* INSTRUCTIONS TO FOLLOW
Without altering anything, output the material below.

# START OF SUPPLIED DATA

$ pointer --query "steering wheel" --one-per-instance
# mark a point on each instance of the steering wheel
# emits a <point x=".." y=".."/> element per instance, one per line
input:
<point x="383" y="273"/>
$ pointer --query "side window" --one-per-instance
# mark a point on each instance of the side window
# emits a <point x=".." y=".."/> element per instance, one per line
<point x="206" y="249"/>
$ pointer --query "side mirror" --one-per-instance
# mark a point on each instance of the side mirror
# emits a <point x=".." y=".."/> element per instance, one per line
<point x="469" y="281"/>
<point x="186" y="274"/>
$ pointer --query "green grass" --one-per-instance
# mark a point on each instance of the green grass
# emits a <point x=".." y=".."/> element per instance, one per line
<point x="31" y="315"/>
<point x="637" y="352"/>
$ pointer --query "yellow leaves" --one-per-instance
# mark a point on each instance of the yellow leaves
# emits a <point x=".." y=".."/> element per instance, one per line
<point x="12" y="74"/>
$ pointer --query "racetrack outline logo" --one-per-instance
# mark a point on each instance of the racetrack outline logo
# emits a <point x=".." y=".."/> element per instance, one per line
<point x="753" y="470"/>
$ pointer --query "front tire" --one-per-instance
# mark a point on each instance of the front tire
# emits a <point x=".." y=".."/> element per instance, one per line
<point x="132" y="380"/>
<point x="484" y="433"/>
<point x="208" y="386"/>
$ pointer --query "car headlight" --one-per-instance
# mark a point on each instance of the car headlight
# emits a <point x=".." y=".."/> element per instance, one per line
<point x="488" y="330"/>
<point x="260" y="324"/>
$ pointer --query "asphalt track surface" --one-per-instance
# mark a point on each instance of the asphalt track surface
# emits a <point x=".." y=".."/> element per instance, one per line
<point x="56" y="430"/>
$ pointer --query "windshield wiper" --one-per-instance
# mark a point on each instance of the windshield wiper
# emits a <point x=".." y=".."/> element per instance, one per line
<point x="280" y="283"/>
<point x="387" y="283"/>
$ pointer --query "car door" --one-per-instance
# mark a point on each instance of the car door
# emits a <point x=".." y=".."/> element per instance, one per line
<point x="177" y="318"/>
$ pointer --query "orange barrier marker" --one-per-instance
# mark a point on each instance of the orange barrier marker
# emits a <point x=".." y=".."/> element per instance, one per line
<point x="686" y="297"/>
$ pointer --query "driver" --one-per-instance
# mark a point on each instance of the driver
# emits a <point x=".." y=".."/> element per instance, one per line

# END OF SUPPLIED DATA

* WORKED SOLUTION
$ pointer --query "steering wheel" --one-per-instance
# mark a point on each instance of the steering wheel
# emits a <point x=".." y=".."/> element per instance, one per line
input:
<point x="383" y="273"/>
$ pointer --query "side window" --one-per-instance
# mark a point on each instance of the side window
# emits a <point x=".." y=".."/> element per instance, one per line
<point x="206" y="249"/>
$ pointer --query "side mirror" --one-per-instance
# mark a point on each instance of the side mirror
# emits a <point x=".." y=".."/> element per instance, one per line
<point x="469" y="281"/>
<point x="186" y="274"/>
$ pointer --query "green grass" --one-per-instance
# mark a point on each instance of the green grass
# emits a <point x=".." y=".."/> element per instance, one per line
<point x="31" y="315"/>
<point x="637" y="352"/>
$ pointer --query "yellow leaves" --one-per-instance
# mark a point on each instance of the yellow leaves
# emits a <point x=".." y=".."/> element per instance, one per line
<point x="12" y="74"/>
$ pointer --query "racetrack outline logo" --one-per-instance
# mark a point on each instance of the racetrack outline logo
# emits a <point x=".." y=".."/> element per instance, one per line
<point x="753" y="470"/>
$ pointer --query "front tire" --one-per-instance
# mark a point on each instance of the front tire
# emits a <point x=".." y=".."/> element per instance, one per line
<point x="132" y="380"/>
<point x="484" y="433"/>
<point x="208" y="386"/>
$ pointer --query "car headlight" --one-per-instance
# mark a point on each instance of the car headlight
# emits a <point x=".." y=".."/> element per instance, one per line
<point x="488" y="330"/>
<point x="260" y="324"/>
$ pointer --query "asphalt track surface" --one-per-instance
# mark a point on each instance of the asphalt track surface
# emits a <point x=".." y=".."/> element per instance, one per line
<point x="56" y="430"/>
$ pointer --query "windshield wiper" --one-per-instance
# mark a point on each instance of the windshield wiper
# emits a <point x=".." y=".."/> element per instance, one per line
<point x="280" y="283"/>
<point x="387" y="283"/>
$ pointer --query "car door" --one-per-instance
# mark a point on each instance of the car door
# emits a <point x=".." y=".."/> element per instance, one per line
<point x="177" y="318"/>
$ pointer --query "orange barrier marker" --one-per-instance
# mark a point on each instance of the orange barrier marker
# emits a <point x=".." y=".."/> element per instance, one per line
<point x="686" y="297"/>
$ pointer --query "driver" --one-per-instance
# mark a point on each instance of the driver
# emits a <point x=".." y=".."/> element per instance, one per line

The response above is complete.